◆ **Task goal**
Scan the records for the word "below". Report each line where it occurs.

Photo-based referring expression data
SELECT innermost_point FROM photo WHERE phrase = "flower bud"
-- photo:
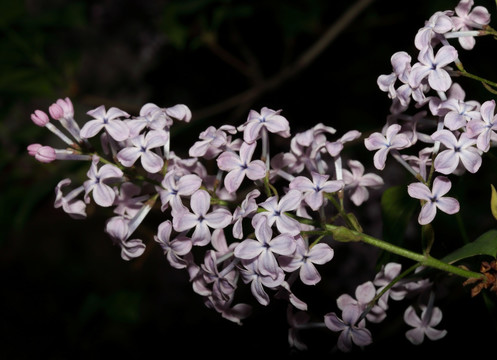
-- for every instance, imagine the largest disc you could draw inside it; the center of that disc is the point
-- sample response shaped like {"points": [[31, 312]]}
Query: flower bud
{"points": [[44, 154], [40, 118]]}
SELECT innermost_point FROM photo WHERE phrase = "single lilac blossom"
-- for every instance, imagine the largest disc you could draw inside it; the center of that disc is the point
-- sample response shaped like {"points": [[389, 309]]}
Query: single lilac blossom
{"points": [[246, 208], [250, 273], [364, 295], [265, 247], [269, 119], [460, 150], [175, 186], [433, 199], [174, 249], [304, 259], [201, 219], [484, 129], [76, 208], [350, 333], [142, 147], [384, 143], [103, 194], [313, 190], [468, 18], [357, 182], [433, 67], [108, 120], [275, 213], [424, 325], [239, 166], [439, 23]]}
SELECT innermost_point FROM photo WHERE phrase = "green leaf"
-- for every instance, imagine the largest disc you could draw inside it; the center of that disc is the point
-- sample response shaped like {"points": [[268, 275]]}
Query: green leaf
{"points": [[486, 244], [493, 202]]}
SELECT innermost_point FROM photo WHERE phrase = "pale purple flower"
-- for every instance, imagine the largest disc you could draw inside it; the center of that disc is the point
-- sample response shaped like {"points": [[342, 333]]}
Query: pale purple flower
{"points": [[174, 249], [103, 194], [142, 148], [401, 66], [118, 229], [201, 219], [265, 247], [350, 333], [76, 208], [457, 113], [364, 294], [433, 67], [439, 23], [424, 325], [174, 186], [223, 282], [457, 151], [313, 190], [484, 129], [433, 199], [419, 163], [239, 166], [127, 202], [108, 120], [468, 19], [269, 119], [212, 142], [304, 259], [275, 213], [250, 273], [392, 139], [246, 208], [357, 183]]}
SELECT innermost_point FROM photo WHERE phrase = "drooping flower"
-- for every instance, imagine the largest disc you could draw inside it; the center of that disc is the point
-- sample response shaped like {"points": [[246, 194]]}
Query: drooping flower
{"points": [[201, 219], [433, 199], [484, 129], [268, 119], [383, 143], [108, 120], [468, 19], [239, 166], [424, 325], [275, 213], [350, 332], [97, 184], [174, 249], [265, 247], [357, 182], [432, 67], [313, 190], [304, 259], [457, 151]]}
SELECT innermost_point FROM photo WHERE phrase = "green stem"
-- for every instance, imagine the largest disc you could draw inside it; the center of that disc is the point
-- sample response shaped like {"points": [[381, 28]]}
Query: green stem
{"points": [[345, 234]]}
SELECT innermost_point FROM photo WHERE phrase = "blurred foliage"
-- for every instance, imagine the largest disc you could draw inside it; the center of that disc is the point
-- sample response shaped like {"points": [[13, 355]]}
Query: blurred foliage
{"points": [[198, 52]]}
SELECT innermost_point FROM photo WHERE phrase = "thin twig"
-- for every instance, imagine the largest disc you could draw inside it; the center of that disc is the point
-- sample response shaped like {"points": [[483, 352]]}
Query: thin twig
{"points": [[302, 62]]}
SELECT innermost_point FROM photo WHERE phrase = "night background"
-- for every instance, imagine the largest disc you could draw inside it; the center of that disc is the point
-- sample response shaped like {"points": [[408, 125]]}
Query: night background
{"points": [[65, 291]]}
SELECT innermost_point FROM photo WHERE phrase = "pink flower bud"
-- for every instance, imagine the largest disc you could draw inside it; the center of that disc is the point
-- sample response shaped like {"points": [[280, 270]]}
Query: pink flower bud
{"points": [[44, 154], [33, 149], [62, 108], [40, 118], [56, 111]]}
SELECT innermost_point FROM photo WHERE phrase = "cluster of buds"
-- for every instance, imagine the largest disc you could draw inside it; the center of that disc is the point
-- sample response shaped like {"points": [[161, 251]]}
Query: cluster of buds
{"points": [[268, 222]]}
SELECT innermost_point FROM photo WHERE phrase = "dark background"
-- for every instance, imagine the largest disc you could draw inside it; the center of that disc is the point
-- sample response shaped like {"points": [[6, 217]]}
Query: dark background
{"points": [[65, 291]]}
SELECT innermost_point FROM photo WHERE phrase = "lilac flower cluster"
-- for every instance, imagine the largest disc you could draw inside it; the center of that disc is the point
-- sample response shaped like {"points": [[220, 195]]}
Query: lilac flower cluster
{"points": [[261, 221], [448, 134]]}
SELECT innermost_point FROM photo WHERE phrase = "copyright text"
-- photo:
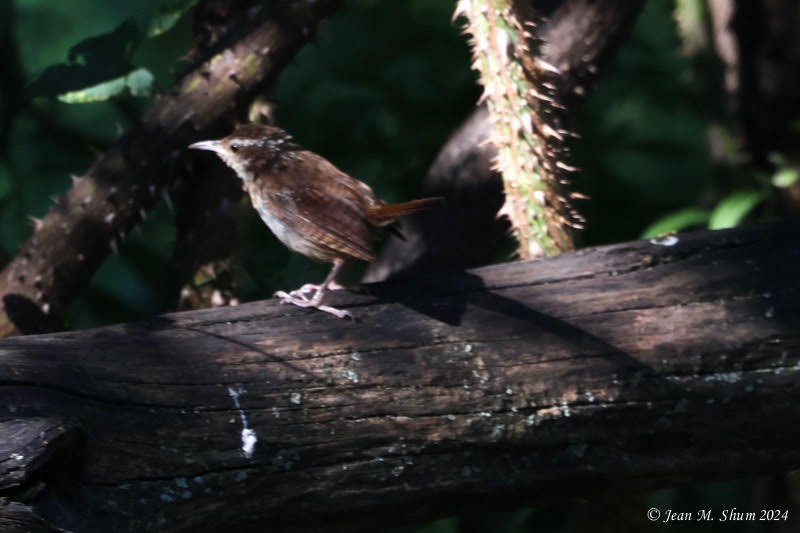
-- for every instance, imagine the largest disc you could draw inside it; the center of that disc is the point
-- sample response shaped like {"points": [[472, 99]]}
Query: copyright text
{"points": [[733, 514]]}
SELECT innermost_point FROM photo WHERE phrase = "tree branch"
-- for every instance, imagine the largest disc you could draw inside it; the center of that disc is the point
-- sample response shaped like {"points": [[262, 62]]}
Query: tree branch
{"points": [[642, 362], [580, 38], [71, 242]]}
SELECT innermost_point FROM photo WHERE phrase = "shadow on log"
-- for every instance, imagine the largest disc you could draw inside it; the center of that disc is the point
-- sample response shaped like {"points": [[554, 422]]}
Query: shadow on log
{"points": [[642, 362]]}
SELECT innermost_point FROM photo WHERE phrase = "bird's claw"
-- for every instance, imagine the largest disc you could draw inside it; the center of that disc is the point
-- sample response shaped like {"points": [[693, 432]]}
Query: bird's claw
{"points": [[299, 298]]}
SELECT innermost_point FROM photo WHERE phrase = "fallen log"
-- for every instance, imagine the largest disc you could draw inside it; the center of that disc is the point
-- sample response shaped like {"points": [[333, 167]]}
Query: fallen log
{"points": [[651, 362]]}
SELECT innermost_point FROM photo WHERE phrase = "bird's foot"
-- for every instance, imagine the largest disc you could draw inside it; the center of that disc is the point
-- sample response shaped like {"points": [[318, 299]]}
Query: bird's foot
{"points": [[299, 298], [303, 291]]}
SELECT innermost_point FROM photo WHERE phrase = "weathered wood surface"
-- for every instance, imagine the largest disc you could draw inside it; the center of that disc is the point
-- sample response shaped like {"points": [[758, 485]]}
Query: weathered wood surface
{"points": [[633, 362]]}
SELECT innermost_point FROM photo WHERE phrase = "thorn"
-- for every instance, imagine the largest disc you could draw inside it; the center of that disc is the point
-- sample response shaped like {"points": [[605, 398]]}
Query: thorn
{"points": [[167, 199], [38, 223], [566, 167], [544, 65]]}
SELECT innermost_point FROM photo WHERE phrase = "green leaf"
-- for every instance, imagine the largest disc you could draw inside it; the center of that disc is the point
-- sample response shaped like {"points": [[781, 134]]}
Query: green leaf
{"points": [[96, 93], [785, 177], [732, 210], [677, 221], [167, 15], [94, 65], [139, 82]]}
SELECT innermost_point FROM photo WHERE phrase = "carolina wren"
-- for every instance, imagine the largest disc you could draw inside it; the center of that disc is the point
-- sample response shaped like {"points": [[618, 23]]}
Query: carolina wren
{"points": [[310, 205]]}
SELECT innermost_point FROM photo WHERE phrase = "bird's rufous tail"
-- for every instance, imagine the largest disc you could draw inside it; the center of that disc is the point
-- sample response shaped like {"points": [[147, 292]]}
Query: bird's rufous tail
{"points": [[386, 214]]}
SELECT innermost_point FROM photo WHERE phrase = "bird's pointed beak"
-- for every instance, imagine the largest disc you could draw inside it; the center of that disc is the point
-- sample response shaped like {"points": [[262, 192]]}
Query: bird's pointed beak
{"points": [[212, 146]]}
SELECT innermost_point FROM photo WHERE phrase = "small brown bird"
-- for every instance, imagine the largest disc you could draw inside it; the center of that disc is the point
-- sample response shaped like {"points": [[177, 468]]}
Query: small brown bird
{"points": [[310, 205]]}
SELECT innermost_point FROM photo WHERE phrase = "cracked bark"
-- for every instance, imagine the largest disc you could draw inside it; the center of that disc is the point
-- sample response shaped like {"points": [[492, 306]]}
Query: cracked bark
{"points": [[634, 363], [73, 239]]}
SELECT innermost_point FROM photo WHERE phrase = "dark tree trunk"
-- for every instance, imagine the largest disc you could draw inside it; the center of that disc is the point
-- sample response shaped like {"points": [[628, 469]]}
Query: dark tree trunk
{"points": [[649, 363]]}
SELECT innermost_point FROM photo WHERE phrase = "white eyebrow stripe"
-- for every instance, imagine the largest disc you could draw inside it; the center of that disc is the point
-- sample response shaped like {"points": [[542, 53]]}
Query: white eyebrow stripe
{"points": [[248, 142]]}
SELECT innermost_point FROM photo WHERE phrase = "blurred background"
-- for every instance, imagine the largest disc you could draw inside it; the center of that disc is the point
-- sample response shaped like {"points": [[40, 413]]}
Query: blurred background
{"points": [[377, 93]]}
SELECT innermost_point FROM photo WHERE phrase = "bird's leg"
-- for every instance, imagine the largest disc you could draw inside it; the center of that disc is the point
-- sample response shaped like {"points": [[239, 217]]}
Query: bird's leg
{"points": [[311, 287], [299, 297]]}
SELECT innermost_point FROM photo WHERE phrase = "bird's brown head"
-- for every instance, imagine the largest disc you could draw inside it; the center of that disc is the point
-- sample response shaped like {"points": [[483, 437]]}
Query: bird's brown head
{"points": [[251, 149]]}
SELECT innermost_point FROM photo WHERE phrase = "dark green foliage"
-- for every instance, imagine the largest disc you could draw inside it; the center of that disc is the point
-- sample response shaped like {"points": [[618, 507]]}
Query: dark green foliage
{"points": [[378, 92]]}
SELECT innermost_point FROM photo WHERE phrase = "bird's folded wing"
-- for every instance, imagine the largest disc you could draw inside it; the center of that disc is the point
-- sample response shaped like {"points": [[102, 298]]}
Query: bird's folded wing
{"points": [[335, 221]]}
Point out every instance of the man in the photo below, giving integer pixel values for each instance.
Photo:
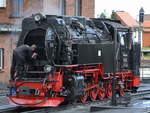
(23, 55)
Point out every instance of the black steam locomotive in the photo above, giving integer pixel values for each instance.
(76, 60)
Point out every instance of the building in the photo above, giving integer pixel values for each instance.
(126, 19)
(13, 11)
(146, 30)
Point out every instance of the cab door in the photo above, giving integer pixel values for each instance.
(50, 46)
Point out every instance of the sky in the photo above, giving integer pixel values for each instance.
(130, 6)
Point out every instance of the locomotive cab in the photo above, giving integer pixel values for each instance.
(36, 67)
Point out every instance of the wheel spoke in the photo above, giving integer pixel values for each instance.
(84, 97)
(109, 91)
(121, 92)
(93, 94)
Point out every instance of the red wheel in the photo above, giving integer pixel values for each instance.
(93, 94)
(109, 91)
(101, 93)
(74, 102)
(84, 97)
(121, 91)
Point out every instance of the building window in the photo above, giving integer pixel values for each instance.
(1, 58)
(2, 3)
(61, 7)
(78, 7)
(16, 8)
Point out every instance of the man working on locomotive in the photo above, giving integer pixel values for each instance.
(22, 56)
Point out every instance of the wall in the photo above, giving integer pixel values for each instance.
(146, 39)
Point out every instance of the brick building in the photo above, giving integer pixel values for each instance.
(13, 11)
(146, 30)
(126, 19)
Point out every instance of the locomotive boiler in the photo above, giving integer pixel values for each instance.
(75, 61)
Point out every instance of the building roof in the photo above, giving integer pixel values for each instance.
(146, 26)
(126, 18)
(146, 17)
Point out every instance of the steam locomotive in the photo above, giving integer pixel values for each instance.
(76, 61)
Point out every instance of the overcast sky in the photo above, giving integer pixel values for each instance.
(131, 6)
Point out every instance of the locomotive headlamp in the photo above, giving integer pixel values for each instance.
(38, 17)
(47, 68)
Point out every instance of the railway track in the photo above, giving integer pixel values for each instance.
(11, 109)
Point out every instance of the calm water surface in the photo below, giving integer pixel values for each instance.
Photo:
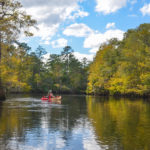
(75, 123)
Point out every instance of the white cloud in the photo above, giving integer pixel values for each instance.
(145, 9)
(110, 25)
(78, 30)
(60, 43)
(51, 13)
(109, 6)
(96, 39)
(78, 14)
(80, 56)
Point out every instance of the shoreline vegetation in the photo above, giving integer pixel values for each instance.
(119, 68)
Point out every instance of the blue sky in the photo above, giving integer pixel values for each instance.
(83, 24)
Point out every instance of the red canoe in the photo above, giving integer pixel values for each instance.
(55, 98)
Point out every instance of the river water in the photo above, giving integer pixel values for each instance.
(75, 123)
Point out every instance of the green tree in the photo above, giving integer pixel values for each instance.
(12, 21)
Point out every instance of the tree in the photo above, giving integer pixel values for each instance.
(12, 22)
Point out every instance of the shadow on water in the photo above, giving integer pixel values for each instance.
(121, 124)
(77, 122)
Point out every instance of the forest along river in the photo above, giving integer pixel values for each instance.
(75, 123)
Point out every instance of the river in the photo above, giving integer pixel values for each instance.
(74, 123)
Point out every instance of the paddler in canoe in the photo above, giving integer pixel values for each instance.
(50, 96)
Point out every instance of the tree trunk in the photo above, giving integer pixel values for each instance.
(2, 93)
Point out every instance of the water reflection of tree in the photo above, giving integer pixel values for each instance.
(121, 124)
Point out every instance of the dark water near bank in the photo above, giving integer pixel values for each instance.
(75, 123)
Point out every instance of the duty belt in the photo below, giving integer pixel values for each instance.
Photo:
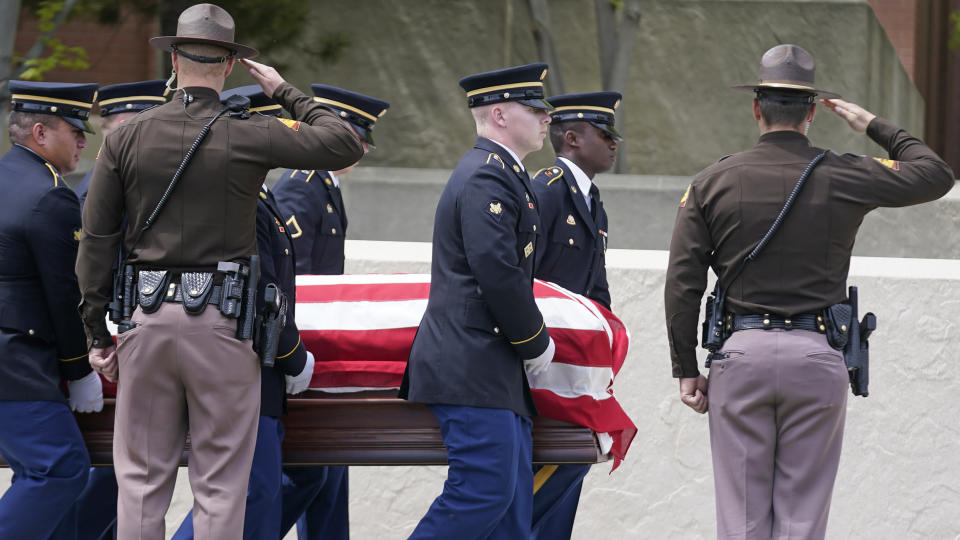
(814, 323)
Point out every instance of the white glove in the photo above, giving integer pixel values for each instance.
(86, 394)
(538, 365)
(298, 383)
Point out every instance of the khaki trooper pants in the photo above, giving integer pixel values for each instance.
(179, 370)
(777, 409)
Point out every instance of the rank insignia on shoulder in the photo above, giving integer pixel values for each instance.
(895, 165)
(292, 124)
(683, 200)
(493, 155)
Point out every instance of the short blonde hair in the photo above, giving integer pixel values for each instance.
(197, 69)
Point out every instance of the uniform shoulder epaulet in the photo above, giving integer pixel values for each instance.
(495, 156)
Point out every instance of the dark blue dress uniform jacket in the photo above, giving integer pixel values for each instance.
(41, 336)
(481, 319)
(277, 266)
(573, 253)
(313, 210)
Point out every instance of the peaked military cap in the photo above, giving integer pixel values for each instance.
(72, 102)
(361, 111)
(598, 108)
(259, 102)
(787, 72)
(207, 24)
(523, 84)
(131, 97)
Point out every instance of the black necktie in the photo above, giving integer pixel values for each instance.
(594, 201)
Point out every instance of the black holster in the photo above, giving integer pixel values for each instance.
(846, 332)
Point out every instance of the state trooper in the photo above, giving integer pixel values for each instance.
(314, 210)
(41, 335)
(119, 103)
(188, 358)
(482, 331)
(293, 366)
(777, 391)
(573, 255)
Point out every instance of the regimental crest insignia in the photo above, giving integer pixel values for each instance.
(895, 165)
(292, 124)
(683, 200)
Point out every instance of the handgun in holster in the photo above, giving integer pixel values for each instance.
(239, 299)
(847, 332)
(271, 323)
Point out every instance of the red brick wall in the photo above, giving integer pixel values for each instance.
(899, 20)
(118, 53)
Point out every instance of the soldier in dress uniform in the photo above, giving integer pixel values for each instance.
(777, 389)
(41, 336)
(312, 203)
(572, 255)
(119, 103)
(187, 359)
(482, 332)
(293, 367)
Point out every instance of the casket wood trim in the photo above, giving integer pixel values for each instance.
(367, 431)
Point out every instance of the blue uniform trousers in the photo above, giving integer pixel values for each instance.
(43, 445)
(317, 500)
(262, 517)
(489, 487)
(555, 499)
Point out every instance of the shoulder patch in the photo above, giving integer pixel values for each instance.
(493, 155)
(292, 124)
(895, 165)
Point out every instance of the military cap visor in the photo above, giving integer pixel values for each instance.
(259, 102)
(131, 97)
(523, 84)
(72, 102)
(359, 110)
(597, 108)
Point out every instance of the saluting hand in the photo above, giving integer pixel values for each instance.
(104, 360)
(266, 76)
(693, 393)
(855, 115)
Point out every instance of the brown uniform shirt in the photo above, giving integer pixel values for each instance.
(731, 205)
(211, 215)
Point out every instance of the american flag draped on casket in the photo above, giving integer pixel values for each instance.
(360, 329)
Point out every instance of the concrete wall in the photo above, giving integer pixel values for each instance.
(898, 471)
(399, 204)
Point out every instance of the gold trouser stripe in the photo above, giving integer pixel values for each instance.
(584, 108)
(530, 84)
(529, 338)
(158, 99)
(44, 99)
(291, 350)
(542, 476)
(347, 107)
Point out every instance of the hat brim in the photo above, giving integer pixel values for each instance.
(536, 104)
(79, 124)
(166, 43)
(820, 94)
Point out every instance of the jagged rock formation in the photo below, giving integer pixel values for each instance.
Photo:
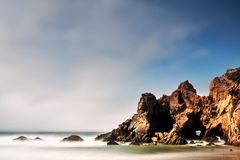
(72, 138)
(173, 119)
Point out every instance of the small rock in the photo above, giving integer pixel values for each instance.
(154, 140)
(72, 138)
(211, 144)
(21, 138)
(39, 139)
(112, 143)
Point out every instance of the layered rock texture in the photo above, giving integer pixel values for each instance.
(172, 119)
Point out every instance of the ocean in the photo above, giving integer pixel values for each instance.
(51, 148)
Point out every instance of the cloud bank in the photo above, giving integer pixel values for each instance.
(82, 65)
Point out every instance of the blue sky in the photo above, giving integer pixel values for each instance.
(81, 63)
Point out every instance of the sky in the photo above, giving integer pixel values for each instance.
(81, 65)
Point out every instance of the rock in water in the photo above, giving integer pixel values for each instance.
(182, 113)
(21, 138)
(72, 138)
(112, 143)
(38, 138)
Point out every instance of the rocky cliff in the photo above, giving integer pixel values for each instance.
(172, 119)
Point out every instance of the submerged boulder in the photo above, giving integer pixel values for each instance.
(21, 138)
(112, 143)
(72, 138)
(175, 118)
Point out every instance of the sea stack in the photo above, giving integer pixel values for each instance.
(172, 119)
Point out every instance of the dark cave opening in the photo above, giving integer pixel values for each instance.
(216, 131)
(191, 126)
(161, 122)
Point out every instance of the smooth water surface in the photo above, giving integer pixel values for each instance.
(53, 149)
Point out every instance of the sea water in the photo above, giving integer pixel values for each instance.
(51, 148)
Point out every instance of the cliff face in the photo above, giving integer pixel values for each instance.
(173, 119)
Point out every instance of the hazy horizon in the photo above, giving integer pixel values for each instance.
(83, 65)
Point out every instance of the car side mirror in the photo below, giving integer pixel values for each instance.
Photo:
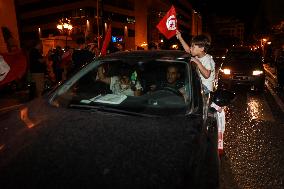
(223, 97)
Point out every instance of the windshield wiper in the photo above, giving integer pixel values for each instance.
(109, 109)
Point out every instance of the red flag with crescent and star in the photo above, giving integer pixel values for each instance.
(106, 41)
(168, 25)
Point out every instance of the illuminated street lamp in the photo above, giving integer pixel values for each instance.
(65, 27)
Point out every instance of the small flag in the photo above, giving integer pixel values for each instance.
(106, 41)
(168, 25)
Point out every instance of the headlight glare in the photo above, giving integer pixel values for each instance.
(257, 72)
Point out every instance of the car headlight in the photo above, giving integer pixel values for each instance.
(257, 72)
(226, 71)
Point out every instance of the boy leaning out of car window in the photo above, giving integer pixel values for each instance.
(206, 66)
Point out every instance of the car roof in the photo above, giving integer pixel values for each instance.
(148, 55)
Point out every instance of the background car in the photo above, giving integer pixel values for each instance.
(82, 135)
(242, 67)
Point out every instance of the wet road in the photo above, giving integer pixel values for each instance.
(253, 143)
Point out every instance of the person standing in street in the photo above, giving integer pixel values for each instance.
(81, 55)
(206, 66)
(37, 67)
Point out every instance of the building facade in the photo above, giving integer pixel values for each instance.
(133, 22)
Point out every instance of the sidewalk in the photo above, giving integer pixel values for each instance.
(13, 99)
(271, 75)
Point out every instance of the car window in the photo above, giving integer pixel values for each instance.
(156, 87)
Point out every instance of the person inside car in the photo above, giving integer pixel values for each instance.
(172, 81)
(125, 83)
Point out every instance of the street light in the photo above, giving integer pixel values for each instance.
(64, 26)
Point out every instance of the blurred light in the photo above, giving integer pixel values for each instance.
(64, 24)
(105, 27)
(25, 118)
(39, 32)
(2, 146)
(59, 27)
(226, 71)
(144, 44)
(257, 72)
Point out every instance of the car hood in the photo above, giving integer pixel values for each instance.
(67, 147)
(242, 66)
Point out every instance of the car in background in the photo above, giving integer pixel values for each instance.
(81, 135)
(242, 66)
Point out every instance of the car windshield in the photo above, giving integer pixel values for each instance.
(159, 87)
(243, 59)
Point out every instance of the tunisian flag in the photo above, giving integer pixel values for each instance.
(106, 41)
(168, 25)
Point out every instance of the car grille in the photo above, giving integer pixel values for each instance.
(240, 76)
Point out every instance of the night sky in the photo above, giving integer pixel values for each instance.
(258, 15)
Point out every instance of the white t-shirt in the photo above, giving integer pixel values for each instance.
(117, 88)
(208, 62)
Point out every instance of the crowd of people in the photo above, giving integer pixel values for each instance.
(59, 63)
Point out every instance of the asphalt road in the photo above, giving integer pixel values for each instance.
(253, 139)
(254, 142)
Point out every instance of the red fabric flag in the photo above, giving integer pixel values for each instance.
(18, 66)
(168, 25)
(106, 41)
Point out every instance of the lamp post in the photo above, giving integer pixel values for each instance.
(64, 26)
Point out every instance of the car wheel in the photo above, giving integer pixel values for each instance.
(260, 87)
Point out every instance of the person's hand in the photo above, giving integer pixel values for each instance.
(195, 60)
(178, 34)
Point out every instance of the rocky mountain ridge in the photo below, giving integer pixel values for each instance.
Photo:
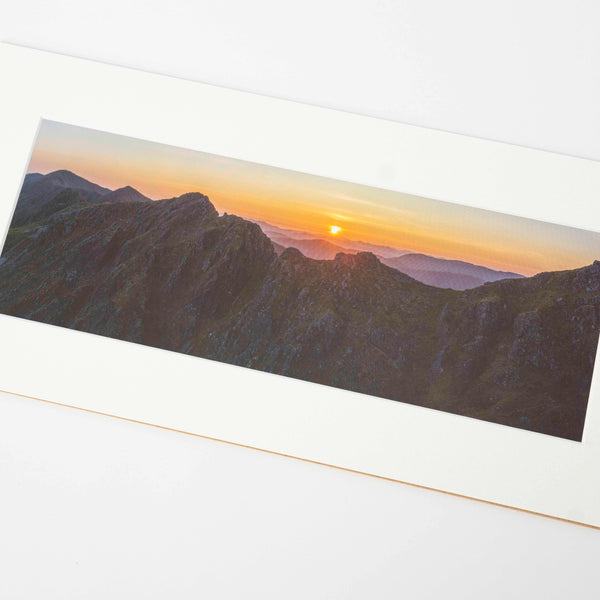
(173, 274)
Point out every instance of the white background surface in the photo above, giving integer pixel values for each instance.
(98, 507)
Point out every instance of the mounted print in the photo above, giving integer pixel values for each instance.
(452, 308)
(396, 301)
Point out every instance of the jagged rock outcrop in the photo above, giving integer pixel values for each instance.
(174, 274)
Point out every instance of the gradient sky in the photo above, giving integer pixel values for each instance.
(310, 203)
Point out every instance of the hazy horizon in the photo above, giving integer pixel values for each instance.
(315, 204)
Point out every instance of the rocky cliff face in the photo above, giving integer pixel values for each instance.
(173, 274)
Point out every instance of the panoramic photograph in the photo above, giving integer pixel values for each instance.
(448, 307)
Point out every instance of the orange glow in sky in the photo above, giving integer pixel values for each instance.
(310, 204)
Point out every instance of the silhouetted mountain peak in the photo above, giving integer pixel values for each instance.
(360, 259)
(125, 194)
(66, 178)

◆ **Written response**
Point out every instance of the man in the photo below, giving integer pixel values for each instance.
Point out every instance of the calm water surface in the photo below, giving integer pixel values for each instance.
Point out every instance of the duty belt in the photo below, giving integer pixel values for each instance.
Point out every instance of the jagged rock formation in the photo below, giving integer pixel values for each instance.
Point out every instance of the car side mirror in the photo below, giving integer pixel values for each instance.
Point out every instance of the rocky mountain ridge in the photo below, giving integer pixel values for each instance.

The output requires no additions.